*Provided records:*
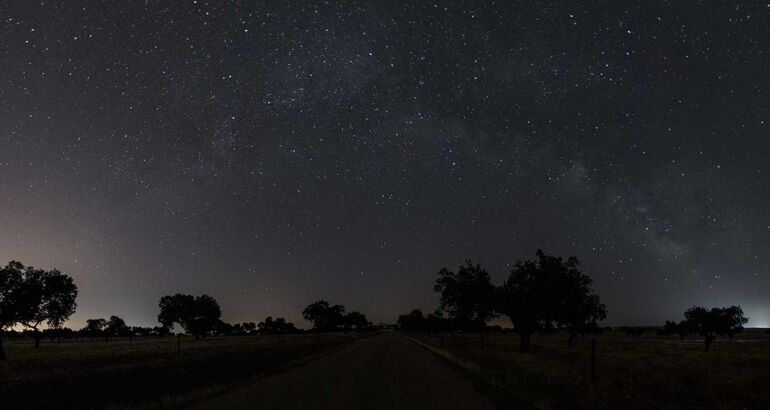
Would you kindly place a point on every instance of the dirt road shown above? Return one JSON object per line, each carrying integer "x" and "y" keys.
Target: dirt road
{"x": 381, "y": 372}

* * *

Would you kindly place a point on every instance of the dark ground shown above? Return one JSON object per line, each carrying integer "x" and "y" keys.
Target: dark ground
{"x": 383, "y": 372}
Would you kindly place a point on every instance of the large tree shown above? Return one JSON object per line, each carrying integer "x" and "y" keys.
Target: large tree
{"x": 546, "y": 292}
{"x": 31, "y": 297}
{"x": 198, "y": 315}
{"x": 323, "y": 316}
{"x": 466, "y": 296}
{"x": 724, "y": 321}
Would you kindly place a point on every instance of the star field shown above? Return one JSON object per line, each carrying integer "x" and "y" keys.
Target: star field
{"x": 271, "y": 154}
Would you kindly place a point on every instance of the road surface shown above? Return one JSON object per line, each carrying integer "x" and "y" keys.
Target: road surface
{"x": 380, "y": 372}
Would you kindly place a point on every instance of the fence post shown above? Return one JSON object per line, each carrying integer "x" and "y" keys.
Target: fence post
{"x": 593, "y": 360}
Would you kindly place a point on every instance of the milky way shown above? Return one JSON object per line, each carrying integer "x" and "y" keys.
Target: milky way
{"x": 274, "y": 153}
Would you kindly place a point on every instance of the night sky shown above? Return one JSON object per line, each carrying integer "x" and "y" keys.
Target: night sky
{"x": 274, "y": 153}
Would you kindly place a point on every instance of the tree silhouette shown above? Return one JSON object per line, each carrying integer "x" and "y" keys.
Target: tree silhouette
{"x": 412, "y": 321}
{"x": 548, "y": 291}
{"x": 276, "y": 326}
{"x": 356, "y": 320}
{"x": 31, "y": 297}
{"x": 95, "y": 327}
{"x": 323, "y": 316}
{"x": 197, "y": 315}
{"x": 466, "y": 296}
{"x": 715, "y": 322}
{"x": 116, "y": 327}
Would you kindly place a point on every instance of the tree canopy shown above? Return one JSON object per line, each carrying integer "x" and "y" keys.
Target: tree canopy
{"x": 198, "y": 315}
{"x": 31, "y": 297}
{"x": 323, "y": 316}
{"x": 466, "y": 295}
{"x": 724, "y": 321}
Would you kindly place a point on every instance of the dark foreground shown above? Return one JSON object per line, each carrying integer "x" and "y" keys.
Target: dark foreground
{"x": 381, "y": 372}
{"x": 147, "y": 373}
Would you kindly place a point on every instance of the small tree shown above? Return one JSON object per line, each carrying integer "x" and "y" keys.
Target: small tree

*Exercise goal:* Count the lines in the rows above that contain the word "dark", with case significant, and reply with that number alone.

*Output of the task:* 4